Region annotation records:
____________________

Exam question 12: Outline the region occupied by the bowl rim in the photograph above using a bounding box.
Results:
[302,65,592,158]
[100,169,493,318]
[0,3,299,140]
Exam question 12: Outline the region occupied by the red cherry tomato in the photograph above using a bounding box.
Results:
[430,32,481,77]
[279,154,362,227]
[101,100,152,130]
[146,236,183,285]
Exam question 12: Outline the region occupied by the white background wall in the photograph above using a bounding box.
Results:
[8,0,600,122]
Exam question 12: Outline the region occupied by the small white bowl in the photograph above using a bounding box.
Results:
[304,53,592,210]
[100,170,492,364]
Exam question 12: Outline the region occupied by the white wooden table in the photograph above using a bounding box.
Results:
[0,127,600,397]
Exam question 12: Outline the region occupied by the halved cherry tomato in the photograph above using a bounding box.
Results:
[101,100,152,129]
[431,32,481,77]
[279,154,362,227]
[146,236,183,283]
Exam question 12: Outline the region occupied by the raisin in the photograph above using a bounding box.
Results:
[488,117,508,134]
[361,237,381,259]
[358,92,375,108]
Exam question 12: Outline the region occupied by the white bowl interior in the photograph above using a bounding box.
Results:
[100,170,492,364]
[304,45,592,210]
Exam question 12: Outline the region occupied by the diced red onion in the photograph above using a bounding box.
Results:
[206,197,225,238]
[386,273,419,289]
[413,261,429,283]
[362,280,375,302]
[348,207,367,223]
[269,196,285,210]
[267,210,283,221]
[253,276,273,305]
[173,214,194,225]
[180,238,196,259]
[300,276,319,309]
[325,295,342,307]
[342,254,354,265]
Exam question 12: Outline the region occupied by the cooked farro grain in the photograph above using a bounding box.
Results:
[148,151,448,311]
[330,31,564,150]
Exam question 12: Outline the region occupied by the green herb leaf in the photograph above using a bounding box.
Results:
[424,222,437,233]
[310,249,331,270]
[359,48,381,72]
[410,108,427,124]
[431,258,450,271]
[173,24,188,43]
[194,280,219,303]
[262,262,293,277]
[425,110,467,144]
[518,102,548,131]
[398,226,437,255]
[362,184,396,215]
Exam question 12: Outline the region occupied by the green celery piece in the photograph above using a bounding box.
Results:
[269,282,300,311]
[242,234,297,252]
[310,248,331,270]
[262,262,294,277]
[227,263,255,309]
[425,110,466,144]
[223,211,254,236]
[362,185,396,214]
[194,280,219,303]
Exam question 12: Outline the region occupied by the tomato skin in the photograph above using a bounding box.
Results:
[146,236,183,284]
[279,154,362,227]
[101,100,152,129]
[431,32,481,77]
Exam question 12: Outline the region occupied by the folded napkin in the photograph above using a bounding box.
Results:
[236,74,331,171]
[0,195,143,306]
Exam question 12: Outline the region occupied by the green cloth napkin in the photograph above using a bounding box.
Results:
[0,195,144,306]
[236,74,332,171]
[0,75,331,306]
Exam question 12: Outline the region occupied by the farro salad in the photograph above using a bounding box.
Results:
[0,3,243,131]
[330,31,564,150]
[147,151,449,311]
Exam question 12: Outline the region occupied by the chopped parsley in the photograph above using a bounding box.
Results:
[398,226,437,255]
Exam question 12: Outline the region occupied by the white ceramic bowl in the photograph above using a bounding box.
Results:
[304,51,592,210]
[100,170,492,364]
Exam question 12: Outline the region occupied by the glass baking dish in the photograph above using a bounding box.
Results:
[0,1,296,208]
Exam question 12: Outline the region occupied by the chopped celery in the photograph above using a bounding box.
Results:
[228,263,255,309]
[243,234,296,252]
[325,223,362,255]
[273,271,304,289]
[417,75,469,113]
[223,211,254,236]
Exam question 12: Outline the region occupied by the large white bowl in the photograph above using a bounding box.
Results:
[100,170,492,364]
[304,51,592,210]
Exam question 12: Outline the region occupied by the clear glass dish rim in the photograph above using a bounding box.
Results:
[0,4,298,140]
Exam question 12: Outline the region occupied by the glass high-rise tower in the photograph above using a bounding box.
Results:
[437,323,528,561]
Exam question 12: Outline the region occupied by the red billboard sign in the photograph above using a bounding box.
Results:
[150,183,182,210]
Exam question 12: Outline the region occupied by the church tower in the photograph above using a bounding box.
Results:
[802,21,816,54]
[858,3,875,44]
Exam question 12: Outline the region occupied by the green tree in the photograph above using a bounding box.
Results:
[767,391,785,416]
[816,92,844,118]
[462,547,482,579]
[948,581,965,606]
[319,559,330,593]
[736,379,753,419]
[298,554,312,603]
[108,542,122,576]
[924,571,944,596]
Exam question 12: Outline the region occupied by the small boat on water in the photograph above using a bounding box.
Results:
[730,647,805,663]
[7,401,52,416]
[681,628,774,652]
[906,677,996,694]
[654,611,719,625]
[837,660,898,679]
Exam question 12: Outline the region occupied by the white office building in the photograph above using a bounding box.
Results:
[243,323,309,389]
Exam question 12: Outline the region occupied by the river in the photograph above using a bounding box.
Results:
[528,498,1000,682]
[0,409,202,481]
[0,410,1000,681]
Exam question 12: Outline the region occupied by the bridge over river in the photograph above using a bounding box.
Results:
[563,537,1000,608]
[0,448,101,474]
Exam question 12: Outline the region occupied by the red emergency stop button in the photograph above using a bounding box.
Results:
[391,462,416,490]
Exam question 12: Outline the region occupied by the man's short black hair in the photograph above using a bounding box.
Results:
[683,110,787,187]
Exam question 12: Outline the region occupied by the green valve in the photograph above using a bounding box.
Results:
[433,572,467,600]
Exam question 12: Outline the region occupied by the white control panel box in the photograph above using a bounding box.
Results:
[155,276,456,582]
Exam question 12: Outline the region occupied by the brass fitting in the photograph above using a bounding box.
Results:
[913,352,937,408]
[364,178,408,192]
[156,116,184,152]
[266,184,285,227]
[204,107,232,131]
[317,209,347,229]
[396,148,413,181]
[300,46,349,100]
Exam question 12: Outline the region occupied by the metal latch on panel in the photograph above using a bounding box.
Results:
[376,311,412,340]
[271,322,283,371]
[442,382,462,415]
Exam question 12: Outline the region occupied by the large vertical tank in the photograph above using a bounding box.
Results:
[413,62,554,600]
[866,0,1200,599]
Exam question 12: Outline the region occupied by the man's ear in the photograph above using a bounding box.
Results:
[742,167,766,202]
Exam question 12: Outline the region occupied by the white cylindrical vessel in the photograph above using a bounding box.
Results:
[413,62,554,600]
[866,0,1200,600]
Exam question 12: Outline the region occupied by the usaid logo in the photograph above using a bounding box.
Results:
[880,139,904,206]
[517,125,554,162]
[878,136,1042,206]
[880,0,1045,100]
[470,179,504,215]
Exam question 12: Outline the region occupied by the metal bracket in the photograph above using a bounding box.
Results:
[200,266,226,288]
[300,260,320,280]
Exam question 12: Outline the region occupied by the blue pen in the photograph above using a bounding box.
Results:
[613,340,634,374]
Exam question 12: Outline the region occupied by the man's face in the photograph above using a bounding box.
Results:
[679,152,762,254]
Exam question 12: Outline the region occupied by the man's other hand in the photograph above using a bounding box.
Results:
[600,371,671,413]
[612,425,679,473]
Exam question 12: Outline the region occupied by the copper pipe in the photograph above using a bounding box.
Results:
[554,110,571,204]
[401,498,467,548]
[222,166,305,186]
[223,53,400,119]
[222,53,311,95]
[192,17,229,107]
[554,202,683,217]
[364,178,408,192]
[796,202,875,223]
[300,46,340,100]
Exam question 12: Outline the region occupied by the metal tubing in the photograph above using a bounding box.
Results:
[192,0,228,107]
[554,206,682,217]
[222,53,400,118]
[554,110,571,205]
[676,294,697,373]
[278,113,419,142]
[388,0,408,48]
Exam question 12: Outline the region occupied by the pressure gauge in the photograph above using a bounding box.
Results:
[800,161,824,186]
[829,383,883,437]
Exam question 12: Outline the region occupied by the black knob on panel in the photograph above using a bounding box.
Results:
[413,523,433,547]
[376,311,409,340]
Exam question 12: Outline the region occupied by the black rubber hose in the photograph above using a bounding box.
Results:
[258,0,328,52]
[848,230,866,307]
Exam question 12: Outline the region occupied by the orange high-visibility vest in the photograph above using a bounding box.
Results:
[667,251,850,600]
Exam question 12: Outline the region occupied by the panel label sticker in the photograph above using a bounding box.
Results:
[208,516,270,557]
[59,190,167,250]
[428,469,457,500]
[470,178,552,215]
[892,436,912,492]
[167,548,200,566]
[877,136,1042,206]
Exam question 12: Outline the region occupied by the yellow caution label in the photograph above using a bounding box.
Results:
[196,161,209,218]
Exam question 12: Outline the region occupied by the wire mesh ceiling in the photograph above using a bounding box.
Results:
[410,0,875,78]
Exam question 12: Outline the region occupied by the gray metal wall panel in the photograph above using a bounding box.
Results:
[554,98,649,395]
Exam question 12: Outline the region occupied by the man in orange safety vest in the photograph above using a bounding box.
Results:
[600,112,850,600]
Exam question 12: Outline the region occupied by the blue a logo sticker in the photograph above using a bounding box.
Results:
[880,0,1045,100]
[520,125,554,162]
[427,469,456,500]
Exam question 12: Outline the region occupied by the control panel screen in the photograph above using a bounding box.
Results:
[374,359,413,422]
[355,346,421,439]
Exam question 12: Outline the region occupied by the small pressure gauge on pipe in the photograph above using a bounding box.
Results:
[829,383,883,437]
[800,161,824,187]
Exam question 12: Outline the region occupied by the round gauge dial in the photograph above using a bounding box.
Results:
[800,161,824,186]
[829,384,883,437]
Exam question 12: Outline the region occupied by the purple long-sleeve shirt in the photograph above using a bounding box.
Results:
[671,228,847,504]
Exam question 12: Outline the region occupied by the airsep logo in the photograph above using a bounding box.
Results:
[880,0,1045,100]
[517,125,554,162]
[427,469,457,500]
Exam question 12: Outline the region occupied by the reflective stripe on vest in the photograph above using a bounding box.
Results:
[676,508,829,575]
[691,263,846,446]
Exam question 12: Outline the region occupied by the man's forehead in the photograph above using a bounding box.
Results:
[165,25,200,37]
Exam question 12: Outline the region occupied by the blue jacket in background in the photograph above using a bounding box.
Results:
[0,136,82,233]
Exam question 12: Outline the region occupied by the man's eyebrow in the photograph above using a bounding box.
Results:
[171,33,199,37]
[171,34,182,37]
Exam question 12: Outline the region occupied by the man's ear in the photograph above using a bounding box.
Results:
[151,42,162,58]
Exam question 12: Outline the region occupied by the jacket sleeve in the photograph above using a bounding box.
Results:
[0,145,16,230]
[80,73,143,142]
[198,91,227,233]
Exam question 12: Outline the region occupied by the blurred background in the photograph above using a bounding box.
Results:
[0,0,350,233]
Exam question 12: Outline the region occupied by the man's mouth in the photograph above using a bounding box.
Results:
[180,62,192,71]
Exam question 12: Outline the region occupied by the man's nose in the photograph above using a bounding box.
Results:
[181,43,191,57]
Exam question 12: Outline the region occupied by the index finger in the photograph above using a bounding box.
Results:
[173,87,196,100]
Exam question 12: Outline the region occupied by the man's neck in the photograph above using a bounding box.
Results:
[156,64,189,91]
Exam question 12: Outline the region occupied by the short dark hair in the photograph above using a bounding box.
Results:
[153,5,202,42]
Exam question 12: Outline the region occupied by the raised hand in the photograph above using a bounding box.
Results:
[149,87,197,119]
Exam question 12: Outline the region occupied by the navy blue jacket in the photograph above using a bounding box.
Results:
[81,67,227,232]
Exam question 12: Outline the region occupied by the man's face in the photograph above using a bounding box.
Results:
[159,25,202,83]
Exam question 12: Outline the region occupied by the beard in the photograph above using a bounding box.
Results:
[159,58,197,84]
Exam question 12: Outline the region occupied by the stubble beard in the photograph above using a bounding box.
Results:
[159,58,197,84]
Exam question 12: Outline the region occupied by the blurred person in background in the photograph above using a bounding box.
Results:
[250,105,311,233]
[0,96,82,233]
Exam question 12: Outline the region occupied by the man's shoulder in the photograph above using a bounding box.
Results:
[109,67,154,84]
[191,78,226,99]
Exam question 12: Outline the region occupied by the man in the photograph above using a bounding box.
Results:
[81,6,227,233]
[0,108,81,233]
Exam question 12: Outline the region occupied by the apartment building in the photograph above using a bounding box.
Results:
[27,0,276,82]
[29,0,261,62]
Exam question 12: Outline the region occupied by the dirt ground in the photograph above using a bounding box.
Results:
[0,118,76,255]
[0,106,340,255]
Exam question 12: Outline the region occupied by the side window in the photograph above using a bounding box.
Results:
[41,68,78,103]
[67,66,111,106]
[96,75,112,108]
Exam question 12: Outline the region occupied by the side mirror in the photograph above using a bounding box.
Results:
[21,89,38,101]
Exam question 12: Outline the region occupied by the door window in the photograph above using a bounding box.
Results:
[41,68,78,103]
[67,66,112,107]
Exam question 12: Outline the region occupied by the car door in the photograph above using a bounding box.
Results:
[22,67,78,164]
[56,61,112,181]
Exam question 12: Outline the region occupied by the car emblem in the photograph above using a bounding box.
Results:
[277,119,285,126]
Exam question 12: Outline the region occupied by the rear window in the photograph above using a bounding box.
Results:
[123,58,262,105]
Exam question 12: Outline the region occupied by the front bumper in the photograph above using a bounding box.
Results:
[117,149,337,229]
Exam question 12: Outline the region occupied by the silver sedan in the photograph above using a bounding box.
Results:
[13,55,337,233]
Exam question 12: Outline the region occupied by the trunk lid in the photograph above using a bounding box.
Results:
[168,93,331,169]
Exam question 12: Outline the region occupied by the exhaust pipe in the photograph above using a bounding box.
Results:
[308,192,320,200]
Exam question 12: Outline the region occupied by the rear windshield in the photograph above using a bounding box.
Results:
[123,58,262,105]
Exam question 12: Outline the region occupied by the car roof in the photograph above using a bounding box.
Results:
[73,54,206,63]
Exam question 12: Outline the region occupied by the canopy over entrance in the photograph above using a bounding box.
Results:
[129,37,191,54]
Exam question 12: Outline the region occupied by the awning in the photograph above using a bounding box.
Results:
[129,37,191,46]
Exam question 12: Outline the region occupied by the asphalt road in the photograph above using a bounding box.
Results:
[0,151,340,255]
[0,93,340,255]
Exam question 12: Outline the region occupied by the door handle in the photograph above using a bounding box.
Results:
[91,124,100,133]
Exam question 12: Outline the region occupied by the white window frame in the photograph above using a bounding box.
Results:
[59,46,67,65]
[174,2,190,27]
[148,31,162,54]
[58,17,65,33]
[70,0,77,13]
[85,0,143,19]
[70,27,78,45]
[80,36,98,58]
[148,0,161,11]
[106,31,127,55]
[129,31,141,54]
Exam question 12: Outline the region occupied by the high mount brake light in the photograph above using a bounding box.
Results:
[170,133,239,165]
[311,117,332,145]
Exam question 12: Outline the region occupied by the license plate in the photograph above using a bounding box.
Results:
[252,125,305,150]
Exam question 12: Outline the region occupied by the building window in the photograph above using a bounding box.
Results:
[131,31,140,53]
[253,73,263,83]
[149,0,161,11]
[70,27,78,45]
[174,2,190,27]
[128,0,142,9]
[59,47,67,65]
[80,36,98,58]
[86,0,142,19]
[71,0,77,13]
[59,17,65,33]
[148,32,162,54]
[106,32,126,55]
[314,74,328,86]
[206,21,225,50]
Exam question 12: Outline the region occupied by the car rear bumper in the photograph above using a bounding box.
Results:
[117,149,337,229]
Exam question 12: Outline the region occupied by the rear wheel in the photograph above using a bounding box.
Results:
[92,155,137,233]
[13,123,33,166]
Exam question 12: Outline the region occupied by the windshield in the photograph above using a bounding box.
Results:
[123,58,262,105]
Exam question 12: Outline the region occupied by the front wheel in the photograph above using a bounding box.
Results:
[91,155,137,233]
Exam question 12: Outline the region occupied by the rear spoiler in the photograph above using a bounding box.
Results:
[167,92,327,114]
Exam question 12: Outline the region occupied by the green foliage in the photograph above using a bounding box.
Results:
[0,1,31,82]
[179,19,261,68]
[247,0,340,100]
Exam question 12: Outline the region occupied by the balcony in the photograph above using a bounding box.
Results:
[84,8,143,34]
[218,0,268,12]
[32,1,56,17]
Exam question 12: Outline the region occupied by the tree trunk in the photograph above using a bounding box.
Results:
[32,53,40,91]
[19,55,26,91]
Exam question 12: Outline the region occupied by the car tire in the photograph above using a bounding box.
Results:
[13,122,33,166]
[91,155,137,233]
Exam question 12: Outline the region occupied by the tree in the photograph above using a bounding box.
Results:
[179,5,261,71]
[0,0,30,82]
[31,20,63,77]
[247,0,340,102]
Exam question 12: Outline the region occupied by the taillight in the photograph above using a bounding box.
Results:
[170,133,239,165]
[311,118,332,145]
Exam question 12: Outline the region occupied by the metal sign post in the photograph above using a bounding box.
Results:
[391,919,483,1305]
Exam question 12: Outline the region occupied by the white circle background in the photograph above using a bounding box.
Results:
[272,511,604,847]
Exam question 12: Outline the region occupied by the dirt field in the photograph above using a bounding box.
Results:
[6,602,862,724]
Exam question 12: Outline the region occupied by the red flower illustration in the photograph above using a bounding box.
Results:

____________________

> **WRITTEN INSTRUCTION**
Copy out the portion of the material above, everything from the line containing "Exam question 12: Outline the region occupied by the jacket" down to the line containing "[159,25,202,83]", with both of those lines included.

> **WRITTEN ANSWER**
Exam question 12: Outline the region occupied by the jacket sleeve in the photograph above using a bounding box.
Results:
[0,145,16,230]
[80,73,143,142]
[198,91,227,233]
Exam question 12: Outline the region occupied by the blurred background in the photograph above using a bounding box.
Results:
[0,0,350,233]
Exam question 12: Outline the region occupied by the man's mouth in the photograph above using a bounding box.
Results:
[180,62,192,71]
Exam question 12: Outline the region occupied by the man's nose in the photograph above using a bounding box.
Results:
[181,43,191,57]
Exam question 12: Outline the region occupied by the index finger in the photograph above using a bounding box.
Results:
[173,87,196,100]
Exam question 12: Outline the region occupied by the man's neck in the photograph above using a bounding box.
Results:
[156,64,189,91]
Exam question 12: Outline the region occupied by the short dark hair in the photograph above using a bounding box.
Results:
[153,5,202,42]
Exam question 12: Outline the region occupied by the raised hand in the photograph above using a bounding box.
Results:
[149,87,197,119]
Exam question 12: Outline the region occupied by the navy blue jacket in the photograph above using a bounding box.
Results:
[81,67,227,232]
Exam question 12: Outline the region occupied by the man's face in the photograph above using a bounding box.
Results:
[159,25,202,83]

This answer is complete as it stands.